-- Begin --
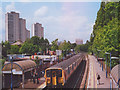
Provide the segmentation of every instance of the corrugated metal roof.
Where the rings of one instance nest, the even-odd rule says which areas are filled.
[[[49,67],[48,69],[50,69],[50,68],[52,69],[52,68],[54,68],[54,67],[58,67],[58,68],[63,68],[63,69],[65,69],[65,68],[67,68],[68,66],[70,66],[73,62],[77,61],[77,59],[79,59],[80,56],[82,56],[82,54],[75,55],[75,56],[69,58],[68,60],[62,61],[62,62],[60,62],[60,63],[58,63],[58,64],[55,64],[55,65]]]
[[[23,71],[35,67],[36,63],[32,60],[24,60],[24,61],[16,61],[13,62],[13,69],[16,71]],[[2,71],[10,71],[11,70],[11,63],[5,62]]]

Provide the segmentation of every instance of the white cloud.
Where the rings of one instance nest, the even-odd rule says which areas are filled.
[[[6,6],[6,11],[11,11],[11,10],[15,10],[15,4],[12,2],[11,4]]]
[[[20,11],[16,10],[16,8],[15,8],[15,3],[14,3],[14,2],[11,2],[9,5],[7,5],[7,6],[5,7],[5,10],[6,10],[6,12],[15,11],[15,12],[20,13]]]
[[[44,16],[47,13],[47,11],[48,11],[48,7],[43,6],[35,11],[34,16],[35,17]]]

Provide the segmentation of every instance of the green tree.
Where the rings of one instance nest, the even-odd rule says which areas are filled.
[[[52,41],[52,46],[51,46],[51,50],[52,51],[56,51],[58,49],[58,39],[55,39],[54,41]]]
[[[2,56],[7,57],[7,54],[10,53],[11,45],[8,41],[5,42],[2,41],[1,44],[2,44]]]

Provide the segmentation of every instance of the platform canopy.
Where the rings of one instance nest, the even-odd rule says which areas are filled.
[[[111,70],[111,75],[116,83],[118,83],[118,80],[120,79],[120,64],[113,67]]]
[[[36,63],[32,60],[16,61],[12,63],[13,74],[22,74],[23,72],[31,71],[36,67]],[[5,62],[2,67],[3,73],[11,73],[11,63]]]

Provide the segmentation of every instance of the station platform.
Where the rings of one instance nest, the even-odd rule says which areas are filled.
[[[89,55],[89,73],[87,88],[110,88],[110,78],[106,78],[105,70],[102,71],[97,59]],[[97,84],[97,74],[100,75],[100,84]]]
[[[28,80],[25,84],[24,84],[24,89],[30,89],[30,90],[36,90],[37,88],[38,89],[42,89],[45,87],[45,78],[44,77],[41,77],[40,80],[39,80],[39,84],[37,84],[37,80],[36,80],[36,83],[33,83],[33,81],[31,80]],[[22,89],[22,87],[20,86],[19,89]],[[23,90],[23,89],[22,89]]]

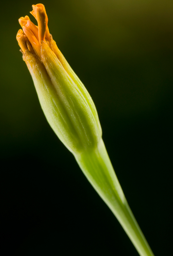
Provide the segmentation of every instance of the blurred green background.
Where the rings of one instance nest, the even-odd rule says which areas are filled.
[[[154,254],[171,255],[173,1],[41,2]],[[41,109],[16,38],[37,3],[1,4],[1,255],[137,256]]]

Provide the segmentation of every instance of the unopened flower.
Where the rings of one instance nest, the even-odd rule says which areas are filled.
[[[92,99],[49,32],[44,7],[19,19],[17,38],[50,126],[123,227],[141,256],[154,256],[129,206],[102,138]]]
[[[45,8],[33,5],[19,19],[17,38],[42,109],[53,130],[73,153],[97,147],[102,136],[97,112],[84,86],[58,48],[48,27]]]

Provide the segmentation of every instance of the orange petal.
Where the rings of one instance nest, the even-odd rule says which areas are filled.
[[[25,37],[22,29],[19,29],[17,32],[16,38],[22,50],[25,53],[28,49],[25,43]]]
[[[32,14],[33,15],[34,14],[38,22],[39,42],[41,44],[41,40],[44,41],[45,39],[46,30],[48,21],[47,16],[43,4],[38,4],[36,5],[33,5],[32,6],[34,11],[33,14]]]
[[[25,26],[27,27],[31,30],[38,41],[38,27],[32,21],[29,20],[28,21],[27,24]]]
[[[41,58],[40,46],[39,43],[32,31],[26,27],[23,27],[23,31],[27,36],[34,49],[37,54]]]
[[[28,21],[30,20],[30,19],[26,15],[24,17],[21,17],[20,19],[19,19],[19,22],[21,27],[25,27],[27,24]]]

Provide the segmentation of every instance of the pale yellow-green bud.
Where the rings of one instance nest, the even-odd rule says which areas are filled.
[[[59,49],[47,27],[44,7],[32,5],[19,20],[17,38],[47,121],[73,154],[88,180],[112,211],[141,256],[154,254],[129,207],[102,138],[94,104]]]
[[[22,17],[19,20],[23,31],[19,30],[17,38],[41,107],[53,130],[72,153],[94,149],[102,130],[94,103],[47,32],[44,6],[33,7],[31,13],[38,27],[28,16]]]

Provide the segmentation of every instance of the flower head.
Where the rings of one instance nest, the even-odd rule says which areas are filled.
[[[102,130],[94,104],[49,32],[44,5],[32,6],[21,17],[17,39],[32,76],[41,106],[50,126],[74,154],[97,146]]]

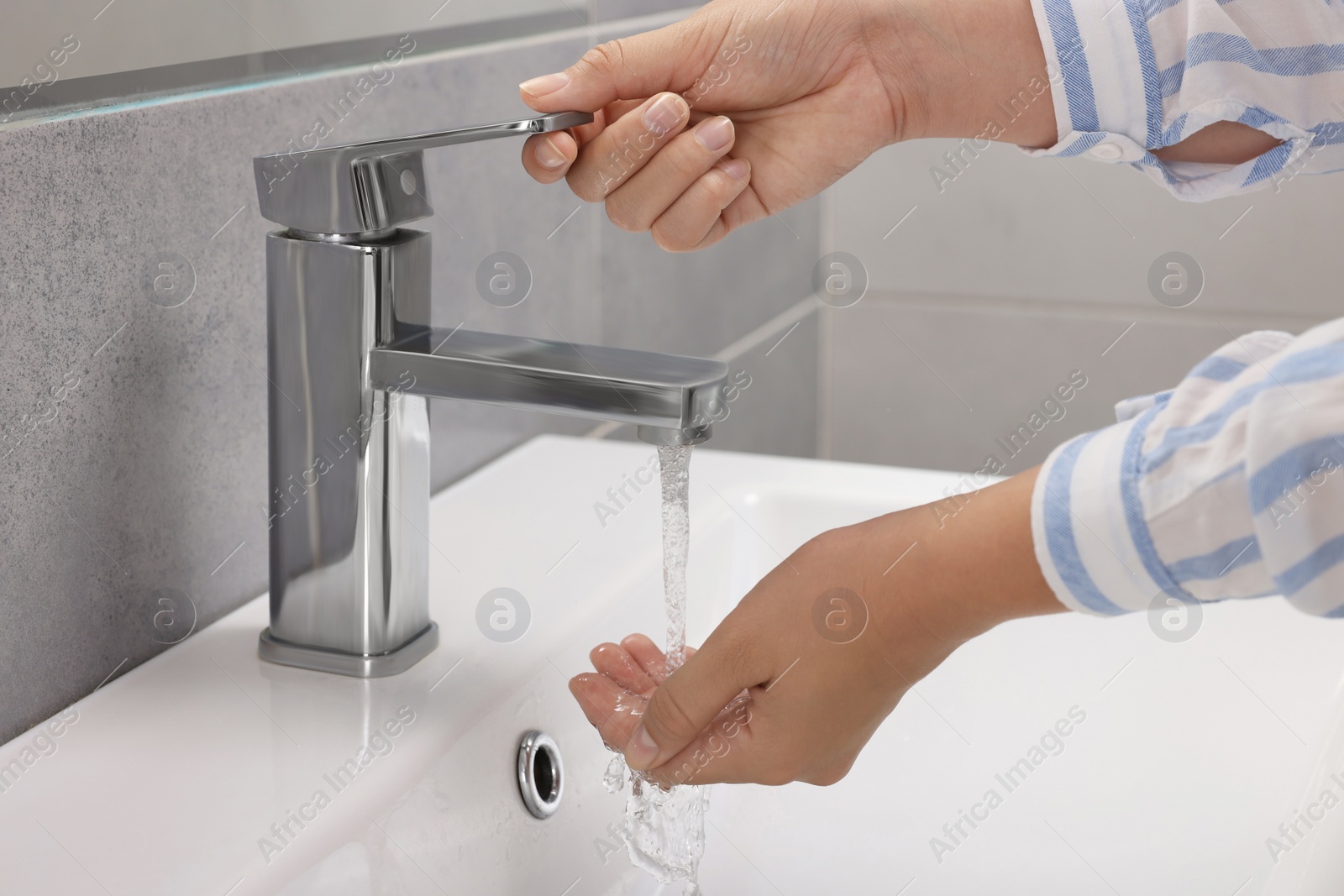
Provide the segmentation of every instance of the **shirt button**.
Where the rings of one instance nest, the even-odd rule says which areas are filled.
[[[1125,154],[1125,150],[1116,144],[1097,144],[1090,152],[1094,159],[1101,159],[1102,161],[1116,161]]]

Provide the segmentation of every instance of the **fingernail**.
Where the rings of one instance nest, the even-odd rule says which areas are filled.
[[[719,168],[734,180],[746,180],[747,172],[751,171],[751,165],[746,159],[724,159],[719,163]]]
[[[630,737],[630,743],[625,748],[625,764],[636,771],[644,771],[653,767],[657,758],[659,746],[653,743],[653,737],[649,736],[649,732],[641,724],[634,729],[634,736]]]
[[[524,81],[517,89],[534,97],[544,97],[555,93],[567,83],[570,83],[570,77],[563,71],[556,71],[552,75],[542,75],[540,78]]]
[[[706,118],[692,133],[710,152],[723,152],[723,148],[732,142],[732,121],[724,116]]]
[[[542,137],[536,144],[536,160],[546,168],[559,168],[569,161],[550,137]]]
[[[680,124],[687,109],[685,99],[675,93],[665,93],[644,110],[644,126],[661,137]]]

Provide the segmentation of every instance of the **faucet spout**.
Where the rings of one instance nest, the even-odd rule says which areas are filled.
[[[710,438],[722,361],[418,326],[370,352],[378,390],[634,423],[645,441]]]

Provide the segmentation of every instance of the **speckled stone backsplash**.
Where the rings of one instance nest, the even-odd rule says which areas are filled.
[[[266,590],[271,226],[251,159],[319,120],[337,142],[526,116],[519,81],[650,24],[411,50],[378,78],[349,69],[0,130],[0,742]],[[718,355],[751,387],[716,446],[814,453],[818,206],[671,257],[532,183],[520,149],[426,156],[435,322]],[[532,271],[515,308],[474,290],[496,251]],[[538,433],[591,429],[446,402],[431,418],[435,488]]]

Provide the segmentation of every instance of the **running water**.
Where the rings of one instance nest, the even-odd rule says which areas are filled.
[[[668,613],[667,670],[676,672],[685,660],[685,563],[691,551],[691,446],[659,447],[663,480],[663,591]],[[633,712],[638,709],[632,708]],[[602,783],[612,793],[625,786],[628,768],[617,755]],[[641,772],[630,772],[625,798],[625,845],[630,861],[671,884],[685,880],[685,896],[698,896],[696,875],[704,854],[707,787],[680,785],[663,790]]]

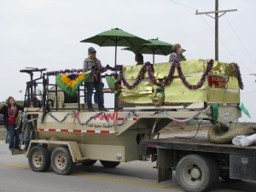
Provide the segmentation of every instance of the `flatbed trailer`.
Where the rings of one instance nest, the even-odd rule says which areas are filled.
[[[214,124],[239,119],[243,84],[237,64],[199,59],[96,70],[44,73],[44,68],[20,70],[31,77],[21,131],[32,124],[37,137],[27,149],[15,150],[13,154],[26,154],[32,171],[44,172],[51,166],[55,173],[68,175],[77,163],[92,166],[99,160],[113,168],[120,162],[148,160],[151,155],[157,156],[159,182],[171,179],[177,170],[177,180],[186,191],[203,191],[219,176],[255,180],[255,168],[247,171],[255,161],[250,148],[211,144],[202,138],[153,139],[175,120],[205,119]],[[114,108],[102,111],[94,105],[94,111],[90,111],[84,103],[86,77],[107,70],[114,70],[120,79],[105,74],[114,92]],[[33,79],[33,73],[38,72],[40,77]],[[55,83],[49,76],[54,76]],[[32,94],[40,85],[42,102],[35,108]],[[241,170],[238,173],[237,167]]]
[[[143,155],[157,160],[158,181],[176,178],[185,191],[204,191],[224,180],[256,180],[256,146],[210,143],[207,137],[143,140]]]

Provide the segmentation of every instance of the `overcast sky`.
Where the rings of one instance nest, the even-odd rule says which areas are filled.
[[[219,10],[237,9],[219,18],[219,61],[240,66],[245,85],[241,102],[252,116],[240,120],[255,121],[256,77],[250,73],[256,73],[256,1],[218,3]],[[20,69],[82,68],[90,46],[103,66],[113,66],[113,47],[79,41],[115,27],[144,39],[179,43],[187,59],[214,59],[214,19],[195,15],[196,9],[213,11],[215,0],[0,0],[0,101],[24,98],[19,90],[25,93],[30,77]],[[134,54],[121,49],[117,63],[134,65]],[[152,62],[151,55],[144,55],[147,61]],[[155,56],[156,63],[167,61],[168,56]]]

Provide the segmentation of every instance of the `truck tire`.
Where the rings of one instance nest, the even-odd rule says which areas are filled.
[[[82,162],[81,164],[84,166],[90,166],[94,164],[96,164],[97,160],[87,160],[87,161],[84,161],[84,162]]]
[[[41,146],[33,146],[28,153],[28,164],[33,172],[44,172],[50,166],[50,153]]]
[[[204,191],[216,181],[217,172],[213,167],[212,160],[208,157],[201,154],[188,154],[178,161],[176,177],[185,191]]]
[[[66,146],[56,148],[51,154],[51,167],[59,175],[69,175],[76,164],[73,162],[69,149]]]
[[[120,164],[120,162],[117,162],[117,161],[109,161],[109,160],[100,160],[100,161],[101,164],[107,168],[113,168]]]

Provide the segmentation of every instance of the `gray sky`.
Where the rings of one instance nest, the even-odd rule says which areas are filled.
[[[219,10],[238,9],[219,19],[219,61],[240,66],[245,85],[241,102],[252,116],[240,120],[255,121],[256,77],[249,74],[256,73],[256,1],[218,3]],[[30,77],[20,69],[82,68],[90,46],[97,50],[103,66],[113,66],[113,47],[79,41],[115,27],[144,39],[179,43],[187,59],[214,59],[214,20],[195,15],[195,9],[213,11],[215,0],[0,0],[0,101],[9,96],[21,99],[19,90],[25,93]],[[117,63],[134,65],[134,54],[121,49]],[[148,61],[152,62],[151,55],[144,55]],[[168,56],[155,56],[156,63],[167,61]]]

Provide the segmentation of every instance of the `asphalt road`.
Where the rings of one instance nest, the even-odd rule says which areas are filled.
[[[8,144],[0,141],[0,191],[1,192],[63,192],[63,191],[183,191],[175,178],[157,183],[154,163],[132,161],[121,163],[115,168],[104,168],[99,162],[92,166],[78,164],[69,176],[32,172],[24,154],[11,155]],[[256,182],[227,183],[219,179],[218,185],[207,192],[255,192]]]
-- End --
Copy out every line of the records that contains the string "flower", leaving out all other lines.

Provide the segmentation of every instance of the unopened flower.
Provide the segmentation of every instance of the flower head.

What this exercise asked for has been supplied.